STORED DATA:
═══

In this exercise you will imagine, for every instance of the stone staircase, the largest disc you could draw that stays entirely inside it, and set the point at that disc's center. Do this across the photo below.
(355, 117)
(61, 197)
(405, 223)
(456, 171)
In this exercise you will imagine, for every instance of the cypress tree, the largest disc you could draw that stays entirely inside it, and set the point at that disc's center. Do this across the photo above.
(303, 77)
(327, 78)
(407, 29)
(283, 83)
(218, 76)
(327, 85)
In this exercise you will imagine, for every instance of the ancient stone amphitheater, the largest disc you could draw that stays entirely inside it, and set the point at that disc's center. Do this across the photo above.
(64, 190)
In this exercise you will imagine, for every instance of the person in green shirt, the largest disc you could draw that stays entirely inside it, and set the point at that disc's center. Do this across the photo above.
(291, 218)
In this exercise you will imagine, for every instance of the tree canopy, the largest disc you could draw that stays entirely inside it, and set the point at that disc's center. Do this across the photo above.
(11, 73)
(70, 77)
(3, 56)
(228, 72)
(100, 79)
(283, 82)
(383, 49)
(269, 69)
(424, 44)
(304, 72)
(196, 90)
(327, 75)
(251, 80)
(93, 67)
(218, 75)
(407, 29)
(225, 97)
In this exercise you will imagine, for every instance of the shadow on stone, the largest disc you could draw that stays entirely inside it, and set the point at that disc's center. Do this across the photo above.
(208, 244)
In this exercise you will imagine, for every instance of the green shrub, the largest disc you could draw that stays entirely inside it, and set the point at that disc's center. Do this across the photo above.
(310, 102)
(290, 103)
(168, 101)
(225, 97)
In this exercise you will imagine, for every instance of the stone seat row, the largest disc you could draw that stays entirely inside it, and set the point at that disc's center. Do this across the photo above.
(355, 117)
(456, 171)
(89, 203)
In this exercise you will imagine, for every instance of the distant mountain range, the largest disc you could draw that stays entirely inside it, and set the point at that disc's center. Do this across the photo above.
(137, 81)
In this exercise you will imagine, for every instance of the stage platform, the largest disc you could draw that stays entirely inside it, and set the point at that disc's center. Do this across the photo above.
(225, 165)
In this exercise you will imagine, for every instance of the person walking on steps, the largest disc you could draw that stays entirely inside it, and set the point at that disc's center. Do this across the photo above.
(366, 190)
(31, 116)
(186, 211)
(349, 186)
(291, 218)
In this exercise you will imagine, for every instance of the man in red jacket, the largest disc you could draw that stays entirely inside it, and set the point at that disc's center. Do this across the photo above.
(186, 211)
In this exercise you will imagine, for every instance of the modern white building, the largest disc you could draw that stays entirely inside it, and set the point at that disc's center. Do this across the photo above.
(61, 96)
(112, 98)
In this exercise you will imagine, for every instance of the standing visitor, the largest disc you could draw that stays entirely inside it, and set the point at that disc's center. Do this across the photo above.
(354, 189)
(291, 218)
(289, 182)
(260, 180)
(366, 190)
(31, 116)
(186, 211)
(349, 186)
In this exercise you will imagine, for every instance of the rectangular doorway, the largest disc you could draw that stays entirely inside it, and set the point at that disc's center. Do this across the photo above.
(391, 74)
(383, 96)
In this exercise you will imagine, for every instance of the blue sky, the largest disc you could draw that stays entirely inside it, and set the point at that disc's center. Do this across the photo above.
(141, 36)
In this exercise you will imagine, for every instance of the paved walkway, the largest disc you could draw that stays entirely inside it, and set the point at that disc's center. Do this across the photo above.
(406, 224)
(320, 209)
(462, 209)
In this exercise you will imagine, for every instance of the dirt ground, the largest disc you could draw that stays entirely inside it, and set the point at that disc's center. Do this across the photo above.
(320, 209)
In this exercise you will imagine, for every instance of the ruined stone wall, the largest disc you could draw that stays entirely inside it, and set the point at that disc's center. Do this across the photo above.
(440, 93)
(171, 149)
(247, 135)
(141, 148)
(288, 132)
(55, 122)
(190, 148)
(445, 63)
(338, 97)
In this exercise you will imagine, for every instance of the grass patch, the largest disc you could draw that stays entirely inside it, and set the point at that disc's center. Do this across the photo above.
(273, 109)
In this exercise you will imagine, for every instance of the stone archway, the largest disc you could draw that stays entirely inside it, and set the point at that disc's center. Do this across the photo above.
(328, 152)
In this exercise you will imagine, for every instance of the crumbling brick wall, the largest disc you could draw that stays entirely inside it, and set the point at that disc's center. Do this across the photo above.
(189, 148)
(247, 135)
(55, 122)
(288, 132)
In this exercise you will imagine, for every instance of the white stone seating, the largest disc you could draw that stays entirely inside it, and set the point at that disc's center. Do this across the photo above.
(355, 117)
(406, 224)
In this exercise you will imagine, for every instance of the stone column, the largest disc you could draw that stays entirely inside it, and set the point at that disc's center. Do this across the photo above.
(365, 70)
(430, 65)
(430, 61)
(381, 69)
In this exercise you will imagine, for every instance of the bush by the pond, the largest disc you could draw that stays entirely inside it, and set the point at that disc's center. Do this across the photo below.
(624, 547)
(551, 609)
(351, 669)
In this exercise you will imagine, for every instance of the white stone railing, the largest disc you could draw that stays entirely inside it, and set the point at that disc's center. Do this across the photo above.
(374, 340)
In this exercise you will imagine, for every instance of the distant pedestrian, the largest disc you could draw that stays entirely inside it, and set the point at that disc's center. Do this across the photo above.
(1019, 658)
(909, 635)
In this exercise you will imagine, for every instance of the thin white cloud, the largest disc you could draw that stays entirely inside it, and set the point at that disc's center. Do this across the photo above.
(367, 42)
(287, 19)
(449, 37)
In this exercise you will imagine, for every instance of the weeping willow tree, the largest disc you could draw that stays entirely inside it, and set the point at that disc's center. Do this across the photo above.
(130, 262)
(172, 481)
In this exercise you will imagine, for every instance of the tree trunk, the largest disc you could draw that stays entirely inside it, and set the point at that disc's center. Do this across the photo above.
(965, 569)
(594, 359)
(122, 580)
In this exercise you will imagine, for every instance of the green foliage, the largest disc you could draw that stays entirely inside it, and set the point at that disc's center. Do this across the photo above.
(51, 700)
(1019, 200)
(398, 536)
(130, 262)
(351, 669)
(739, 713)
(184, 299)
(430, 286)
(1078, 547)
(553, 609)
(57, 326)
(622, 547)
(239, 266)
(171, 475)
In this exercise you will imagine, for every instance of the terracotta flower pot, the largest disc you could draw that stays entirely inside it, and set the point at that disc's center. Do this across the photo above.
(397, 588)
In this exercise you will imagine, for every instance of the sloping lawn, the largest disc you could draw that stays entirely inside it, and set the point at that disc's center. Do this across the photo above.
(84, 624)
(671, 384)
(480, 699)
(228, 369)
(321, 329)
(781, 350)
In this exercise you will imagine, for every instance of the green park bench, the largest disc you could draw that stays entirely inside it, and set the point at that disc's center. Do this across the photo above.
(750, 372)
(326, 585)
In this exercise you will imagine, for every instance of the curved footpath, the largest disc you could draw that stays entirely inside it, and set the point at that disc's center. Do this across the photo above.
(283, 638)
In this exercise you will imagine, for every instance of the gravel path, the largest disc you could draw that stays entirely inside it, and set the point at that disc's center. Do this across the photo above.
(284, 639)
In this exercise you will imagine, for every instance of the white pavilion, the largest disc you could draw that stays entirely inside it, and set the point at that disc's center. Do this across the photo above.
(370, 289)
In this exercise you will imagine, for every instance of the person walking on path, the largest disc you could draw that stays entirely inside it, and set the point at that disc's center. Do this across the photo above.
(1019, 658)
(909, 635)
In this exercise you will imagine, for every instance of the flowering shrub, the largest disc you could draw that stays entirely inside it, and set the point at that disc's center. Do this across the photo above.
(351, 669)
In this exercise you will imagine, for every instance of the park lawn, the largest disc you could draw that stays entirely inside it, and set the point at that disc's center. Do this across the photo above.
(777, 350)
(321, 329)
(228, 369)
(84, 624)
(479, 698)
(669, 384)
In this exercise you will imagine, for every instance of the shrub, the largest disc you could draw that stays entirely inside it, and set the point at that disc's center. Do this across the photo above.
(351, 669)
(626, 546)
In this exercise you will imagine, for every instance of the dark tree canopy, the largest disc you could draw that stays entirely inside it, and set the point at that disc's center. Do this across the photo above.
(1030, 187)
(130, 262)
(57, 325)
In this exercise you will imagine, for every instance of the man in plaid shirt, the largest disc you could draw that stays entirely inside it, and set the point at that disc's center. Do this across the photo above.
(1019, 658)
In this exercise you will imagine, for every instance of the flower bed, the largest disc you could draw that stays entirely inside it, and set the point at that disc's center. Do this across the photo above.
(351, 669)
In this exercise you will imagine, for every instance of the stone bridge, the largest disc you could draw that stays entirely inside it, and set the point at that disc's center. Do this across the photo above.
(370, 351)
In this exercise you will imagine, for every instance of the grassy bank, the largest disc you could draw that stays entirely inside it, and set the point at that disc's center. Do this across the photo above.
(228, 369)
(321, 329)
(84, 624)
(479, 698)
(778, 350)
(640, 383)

═══

TASK GOAL: Please output, exactly, the lines of the listing from the one containing "of the grassy" through the last, inclusive, and no other lines.

RESPONSE FOR THIS EXERCISE:
In this exercise you will imagine, for every instance of the grassy bank, the largest disc you could draw that stays entirely inside it, and set the point at that disc's center. Do this across the photo above.
(228, 369)
(321, 329)
(84, 624)
(479, 698)
(778, 350)
(640, 383)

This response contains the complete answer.